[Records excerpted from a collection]
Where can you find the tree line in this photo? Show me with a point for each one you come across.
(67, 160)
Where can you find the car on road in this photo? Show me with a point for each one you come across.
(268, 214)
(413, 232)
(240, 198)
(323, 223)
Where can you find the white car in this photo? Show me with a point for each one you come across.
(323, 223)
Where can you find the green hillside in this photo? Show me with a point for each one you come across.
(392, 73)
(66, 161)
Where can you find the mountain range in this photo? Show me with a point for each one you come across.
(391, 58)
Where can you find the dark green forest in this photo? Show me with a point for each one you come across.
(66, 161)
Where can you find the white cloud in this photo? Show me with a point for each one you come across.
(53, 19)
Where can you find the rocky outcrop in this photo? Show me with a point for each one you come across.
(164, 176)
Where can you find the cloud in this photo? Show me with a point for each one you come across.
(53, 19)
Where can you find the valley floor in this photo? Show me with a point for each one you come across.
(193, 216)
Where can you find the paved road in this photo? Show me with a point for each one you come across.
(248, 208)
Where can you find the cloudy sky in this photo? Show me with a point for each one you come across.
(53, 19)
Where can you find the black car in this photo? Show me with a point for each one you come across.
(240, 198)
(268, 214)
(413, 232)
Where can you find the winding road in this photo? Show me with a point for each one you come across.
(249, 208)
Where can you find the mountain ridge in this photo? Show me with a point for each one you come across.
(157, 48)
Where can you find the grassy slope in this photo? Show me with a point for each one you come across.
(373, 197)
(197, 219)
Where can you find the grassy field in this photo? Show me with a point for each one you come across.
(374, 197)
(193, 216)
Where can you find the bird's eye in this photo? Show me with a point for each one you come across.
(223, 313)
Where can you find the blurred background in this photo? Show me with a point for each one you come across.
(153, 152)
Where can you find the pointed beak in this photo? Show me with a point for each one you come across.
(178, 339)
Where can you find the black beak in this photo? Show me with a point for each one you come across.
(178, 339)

Goal
Please lay out the lines above as a two-column CSV, starting from the line with "Where can you find the valley" and continuing through the end of the records. Use the headers text and answer, give one row per line with its answer, and put each value in a single quoted field with any line breaks turned into spaces.

The solution
text,answer
"Where can you find the valley floor in this photo? Show me with a point for each one you come across.","(193, 216)"
"Where can you find the paved road in this photo? Show me with a point for each one you come across.","(248, 208)"
"Where can you find the cloudy sky in this photo? Show me with a point for each one you come across.","(53, 19)"
"Where can you find the black car in this photo? Show me with a point for each one you come across.","(240, 198) (268, 214) (413, 232)"
"Where can you find the winding road in this photo? Show me with a point for each one you come across.","(249, 208)"
"Where can you find the mountain ridge in this photo? Show me with a point for each one you come across.","(157, 48)"
"Where can you find the grassy slope in this photo? Show me with a point for each one you come across.","(373, 197) (197, 219)"
"Where can you find the grassy field in this photo? Show me with a point for each one you come across.","(374, 197) (193, 216)"
"Where can you find the bird's eye in this photo? Show me with a point for each one you come across.","(223, 313)"
"Where can you find the blurred background in this photo? Show me with a point for each one you come across.","(153, 152)"
"Where can you find the pointed beak in this photo? Show me with a point for each one you come across.","(178, 339)"
"Where can you find the black beak in this photo? Show me with a point for each one you come across.","(178, 339)"